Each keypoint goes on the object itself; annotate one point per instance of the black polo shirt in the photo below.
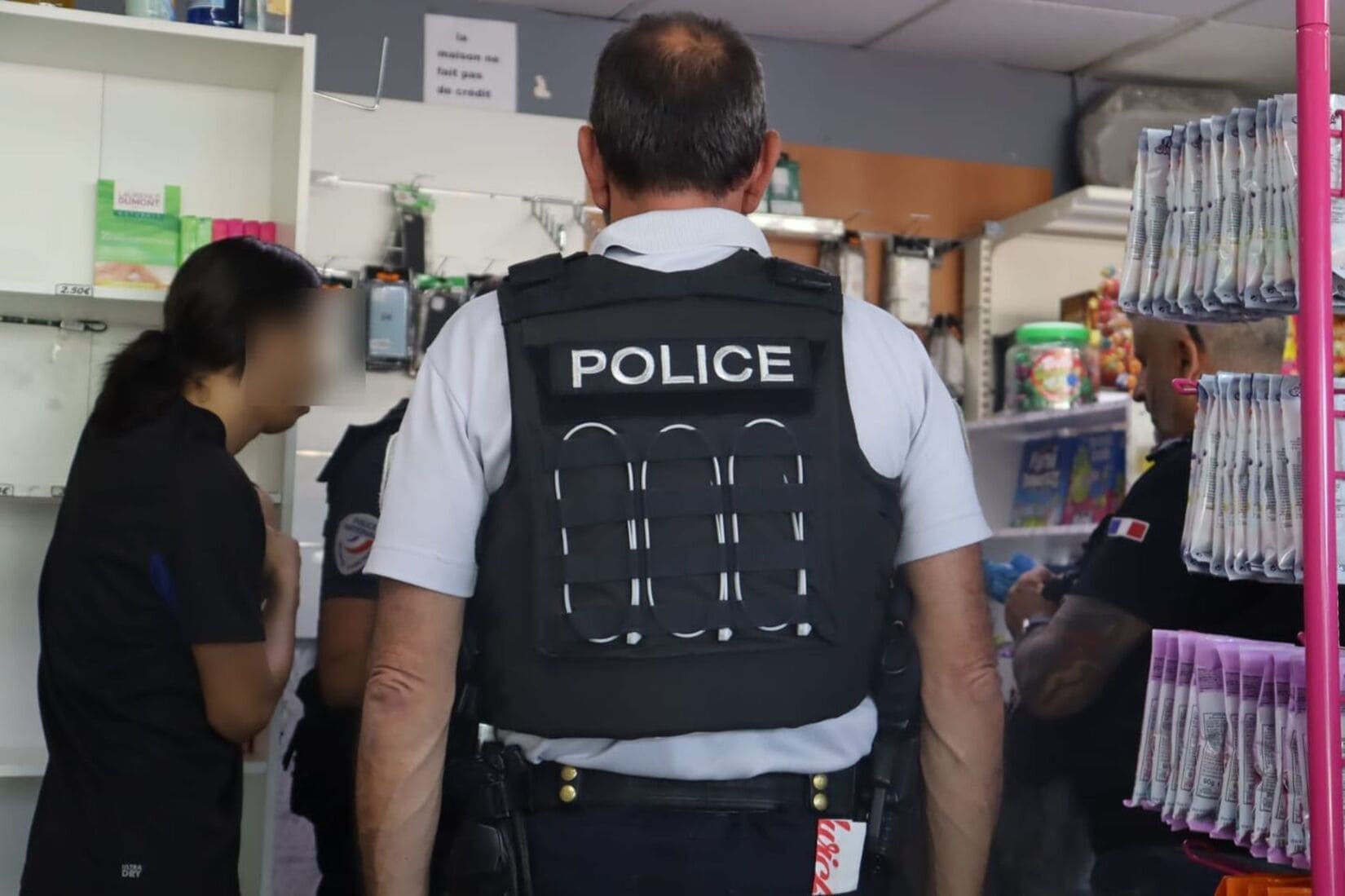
(1133, 561)
(159, 545)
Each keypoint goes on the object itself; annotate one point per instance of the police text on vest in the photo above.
(680, 365)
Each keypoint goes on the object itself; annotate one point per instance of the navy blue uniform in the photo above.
(159, 545)
(326, 740)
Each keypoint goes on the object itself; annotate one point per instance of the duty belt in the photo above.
(552, 786)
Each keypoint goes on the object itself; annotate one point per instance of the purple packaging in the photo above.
(1141, 794)
(1208, 728)
(1225, 823)
(1188, 744)
(1268, 769)
(1177, 734)
(1251, 662)
(1278, 837)
(1297, 841)
(1164, 743)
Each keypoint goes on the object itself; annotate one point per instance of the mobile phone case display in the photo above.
(1223, 746)
(1214, 217)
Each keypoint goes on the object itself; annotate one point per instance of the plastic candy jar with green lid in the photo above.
(1049, 368)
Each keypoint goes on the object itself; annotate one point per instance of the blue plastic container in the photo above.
(223, 14)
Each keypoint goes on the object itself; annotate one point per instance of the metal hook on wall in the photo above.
(378, 89)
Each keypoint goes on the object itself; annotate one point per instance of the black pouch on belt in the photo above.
(488, 856)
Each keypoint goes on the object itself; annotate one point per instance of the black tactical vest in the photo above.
(689, 537)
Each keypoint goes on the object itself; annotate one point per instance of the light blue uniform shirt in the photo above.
(453, 448)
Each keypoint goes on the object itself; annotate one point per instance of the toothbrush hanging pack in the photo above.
(689, 537)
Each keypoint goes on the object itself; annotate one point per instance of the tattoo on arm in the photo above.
(1061, 666)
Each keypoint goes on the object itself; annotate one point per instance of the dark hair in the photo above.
(678, 104)
(217, 296)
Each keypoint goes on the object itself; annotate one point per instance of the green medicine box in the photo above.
(136, 238)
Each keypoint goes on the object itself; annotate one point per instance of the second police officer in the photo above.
(668, 488)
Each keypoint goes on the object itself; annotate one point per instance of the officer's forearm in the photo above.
(404, 730)
(962, 736)
(279, 626)
(960, 757)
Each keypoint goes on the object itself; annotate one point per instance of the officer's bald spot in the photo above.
(1245, 347)
(686, 47)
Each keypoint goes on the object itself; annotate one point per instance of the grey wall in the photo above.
(819, 95)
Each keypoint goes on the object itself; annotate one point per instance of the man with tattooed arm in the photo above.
(1083, 638)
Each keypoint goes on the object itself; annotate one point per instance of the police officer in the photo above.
(323, 746)
(666, 486)
(1082, 660)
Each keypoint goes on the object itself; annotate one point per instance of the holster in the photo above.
(488, 852)
(895, 842)
(323, 755)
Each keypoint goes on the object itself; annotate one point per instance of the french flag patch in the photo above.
(1127, 527)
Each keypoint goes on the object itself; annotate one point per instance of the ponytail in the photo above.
(142, 380)
(217, 296)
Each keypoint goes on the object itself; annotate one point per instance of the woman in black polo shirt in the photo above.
(167, 600)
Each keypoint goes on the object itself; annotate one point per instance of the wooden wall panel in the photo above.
(891, 192)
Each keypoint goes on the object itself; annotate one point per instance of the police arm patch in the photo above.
(353, 541)
(1127, 527)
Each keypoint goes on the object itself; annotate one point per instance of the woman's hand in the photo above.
(1025, 600)
(281, 563)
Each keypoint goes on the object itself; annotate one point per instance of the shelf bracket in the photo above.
(378, 88)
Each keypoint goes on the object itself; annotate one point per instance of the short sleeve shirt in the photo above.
(159, 545)
(453, 451)
(354, 479)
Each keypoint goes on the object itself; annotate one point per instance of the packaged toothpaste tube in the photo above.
(1229, 657)
(1141, 794)
(1251, 664)
(1210, 726)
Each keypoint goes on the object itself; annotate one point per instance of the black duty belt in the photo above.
(553, 786)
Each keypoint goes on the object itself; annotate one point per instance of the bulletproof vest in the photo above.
(689, 537)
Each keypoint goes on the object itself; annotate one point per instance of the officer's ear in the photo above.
(595, 170)
(761, 178)
(1191, 358)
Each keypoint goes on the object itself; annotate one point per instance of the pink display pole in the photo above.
(1314, 361)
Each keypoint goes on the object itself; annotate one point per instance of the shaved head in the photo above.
(1185, 351)
(1245, 347)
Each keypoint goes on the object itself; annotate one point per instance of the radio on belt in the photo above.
(680, 365)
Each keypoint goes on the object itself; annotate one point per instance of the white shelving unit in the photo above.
(995, 455)
(1022, 265)
(1016, 273)
(223, 115)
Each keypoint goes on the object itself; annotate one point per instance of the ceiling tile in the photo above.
(849, 23)
(1215, 53)
(1276, 14)
(1180, 8)
(1030, 34)
(603, 8)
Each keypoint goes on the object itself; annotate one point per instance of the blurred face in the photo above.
(1165, 353)
(281, 373)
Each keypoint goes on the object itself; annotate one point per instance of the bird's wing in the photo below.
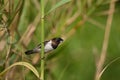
(39, 45)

● **Problem details**:
The records above are to be restated exactly, with all pictures omitted.

● **Response area**:
Each keypoint goes on the object itself; annotate one point per instance of the black polo shirt in the photo below.
(1133, 561)
(159, 545)
Each keypoint goes on the object itself; annotate one point per instance of the police text on vest in the photo above.
(680, 365)
Each keypoint goes on the object itself; annotate one point per instance of the navy blue uniform in the photo above.
(159, 545)
(326, 740)
Each keypoint goes on the object itself; annotate one point per instance of the duty belt in the photo above.
(552, 786)
Each keypoint goes on the object itself; annotate one point per instance of the purple packaging in the photo above.
(1141, 794)
(1208, 728)
(1225, 823)
(1188, 744)
(1268, 769)
(1177, 734)
(1251, 662)
(1278, 837)
(1297, 841)
(1164, 743)
Each keypoint goes on the object itself; annotate one point per instance of the mobile phone case display in the photo above.
(1223, 746)
(1214, 217)
Each keypoint goes on the object itself; annotate one point per instance of the plastic candy jar with green lid in the photo above.
(1049, 368)
Each keypoint goes on the object itself; annotate one point per instance of the blue plastic container in the photo above.
(223, 14)
Each keypoint goes on the object itself; annotate one point per instance of the metal hook on wall in the photo above.
(378, 89)
Each keypoint goes on the object itself; annotate one point per instance of the black pouch on belt in the photo above.
(488, 856)
Each keypoint goes on the object itself; annotate one point per instance of the black tactical vest in the photo above.
(689, 537)
Each keypoint goes on the object itself; annotate one point per instance of the light blue uniform shirt in the photo above.
(453, 448)
Each keypoint goes on the object itself; annotate one point per instance of the toothbrush hanging pack in the photo above.
(689, 537)
Each keypoint goes on the object itself; annotate one point per instance of the tattoo on arm in the photo above.
(1061, 666)
Each keypoint goes on the object itself; annotate one point per instance of the dark hair in the photo above.
(678, 104)
(217, 296)
Each keypoint goes on the object itself; annotate one point per instance of the green medicine box in the photo above.
(136, 238)
Each keypoint goes on the object itself; annotate one point per instance of the second police officer in the photo above.
(668, 488)
Each keypoint goes on the object itself; annotate one point per instance of the officer's forearm in the photo above.
(404, 730)
(962, 736)
(279, 626)
(960, 757)
Each keypoint goes on the object itself; annotate one point per instance of the officer's bald spot in the photo above.
(1245, 347)
(686, 47)
Each keypoint goes on the object itself; annotate one point per instance of the grey wall in the photo above.
(819, 95)
Each keypoint goes on the object itself; annotate one point per instance of the man with tattooed arm in the photo above.
(1083, 638)
Each keypoint goes on the object itself; annotate one point per instance of the police officer in the photo above.
(323, 746)
(666, 486)
(1082, 660)
Each keypoint goes on the object itself; annotate one point per instance of the holster in the photo above.
(488, 852)
(895, 842)
(323, 755)
Each keypoint goes on the object itself; annotate one point per instance of the french flag patch in the photo above.
(1127, 527)
Each keypoint goes on the object itself; annotate one point per instance of the ponytail in the photo above.
(142, 380)
(217, 296)
Each keypoint goes on the object itself; annotate one point per instance of the woman in black polo shirt in the photo above.
(167, 600)
Each keypoint goes on the object itself; annotate one point per instance of the wooden wall panel in the photo above.
(891, 192)
Each keypoint goes on the object itself; annotate one point per instance of the police arm patch in the photo above.
(353, 541)
(1127, 527)
Each keypoint goes on the object itself; annotate one point per instance of the woman's hand in the photo above.
(1025, 600)
(281, 563)
Each keypoint goes on the object itself; annotate one point per instance of the shelf bracket in the photo above.
(378, 88)
Each keypoint goes on the object itself; annotate one point per instance of the short sleeve shirt in the photo above.
(159, 545)
(453, 451)
(354, 479)
Each keypoint goes on the object itself; annotate one point per instance of the packaged toothpaste tube in the photo above.
(1229, 657)
(1141, 794)
(1251, 664)
(1210, 726)
Each keypoint goes on the object itself; annotate one point per instance of the black duty belt in the photo above.
(553, 786)
Each keypoint goes on the object itself; annotate one point per instance of the bulletproof vest in the photo above.
(689, 537)
Each keypoint goes on the object itself; annotate one point per instance of the officer's ear in the photo above.
(595, 170)
(761, 178)
(1191, 358)
Each keypoint goes on the object itself; annotate one point per instance of the pink display pole in the photo above.
(1314, 361)
Each keypoint goes on the object itself; annotate one point per instance of the shaved head in the photo above.
(1185, 351)
(1245, 347)
Each keypoint goes on the object itself; annotate one point per instance of the radio on belt in the photo above.
(680, 365)
Each keypoint goes on the object itself; annotate one point per instance of the white shelving unit in the photo above.
(995, 455)
(1022, 265)
(1016, 273)
(223, 115)
Each keypoint goes on the object itself; annotate one point per instance of the ceiling tile in the photo above.
(849, 23)
(1215, 53)
(1276, 14)
(1180, 8)
(1030, 34)
(603, 8)
Each keypoint goes on the object itself; annotate one point per instance of the blurred face in the photo above.
(1165, 353)
(281, 373)
Each keypoint goes on the object itself; annotate one point per instance of the bird's wing in the photo below.
(39, 45)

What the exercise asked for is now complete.